__EXERCISES TO COMPLETE__:
1. According to the text on California Labor Code section 233, on what date did the new provision take effect?
2. In the text on California Labor Code section 233, copy everything from "The definition of" down to "spouse or parent.", substituting "worker" for "employee" each time it appears.

__TEXT SECTION__:

+++++

Effective January 1, 2000, a new provision has been added to the California Labor Code. New section 233 states that employers who provide paid sick leave from general company assets to employees for personal illness or injury or a medical condition or for diagnosis or treatment of an employee's medical condition or for other medical reasons (such as pregnancy or obtaining a physical examination) will be required to allow employees to use part of that leave for the illness of a child, parent or spouse of the employee.
The amount of sick leave to be made available for the illness of a child, parent or spouse is specified as "an amount not less than the sick leave that would be accrued during six months at the employee's then current rate of entitlement" per year. The total amount of available leave is not extended by this provision since the use of leave for the illness of a parent, child or spouse is limited to the employee's "accrued and available" leave.
The bill, by its language, addresses only the "illness" of a child, parent or spouse; not injury or disability.
All "conditions and restrictions" placed on the use of sick leave by an employee may be applied by the employer to leave for the illness of a child, parent or spouse. Thus, medical certification, advance notice of scheduled appointments and similar requirements may be applied.
The definition of "sick leave" in the statute is broad enough to include paid time off, personal days, vacation, etc., if such time off could be used by an employee for personal illness, injury, medical condition, diagnosis or treatment, or other medical reason. If an employee may take paid time off for these reasons, the employer must permit an employee to take up to one-half his/her yearly accrual for the illness of a child, parent or spouse every year. Thus:
- an employer that limits paid leave to six days of paid sick leave per year would need to allow an employee to use three days for the illness of a child, spouse or parent.

+++++

__EXTRACTED ENTRIES__:
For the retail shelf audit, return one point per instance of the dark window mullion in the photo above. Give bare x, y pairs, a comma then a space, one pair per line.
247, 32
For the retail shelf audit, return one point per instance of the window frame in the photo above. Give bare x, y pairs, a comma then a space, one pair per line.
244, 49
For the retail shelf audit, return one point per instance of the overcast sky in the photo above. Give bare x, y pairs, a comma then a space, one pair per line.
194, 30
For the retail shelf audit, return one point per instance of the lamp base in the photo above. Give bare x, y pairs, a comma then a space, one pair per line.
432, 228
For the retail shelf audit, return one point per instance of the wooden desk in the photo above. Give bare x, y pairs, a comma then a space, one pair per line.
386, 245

+++++

__PER-TASK ANSWERS__:
1. January 1, 2000

2.
The definition of "sick leave" in the statute is broad enough to include paid time off, personal days, vacation, etc., if such time off could be used by an worker for personal illness, injury, medical condition, diagnosis or treatment, or other medical reason. If an worker may take paid time off for these reasons, the employer must permit an worker to take up to one-half his/her yearly accrual for the illness of a child, parent or spouse every year. Thus:
- an employer that limits paid leave to six days of paid sick leave per year would need to allow an worker to use three days for the illness of a child, spouse or parent.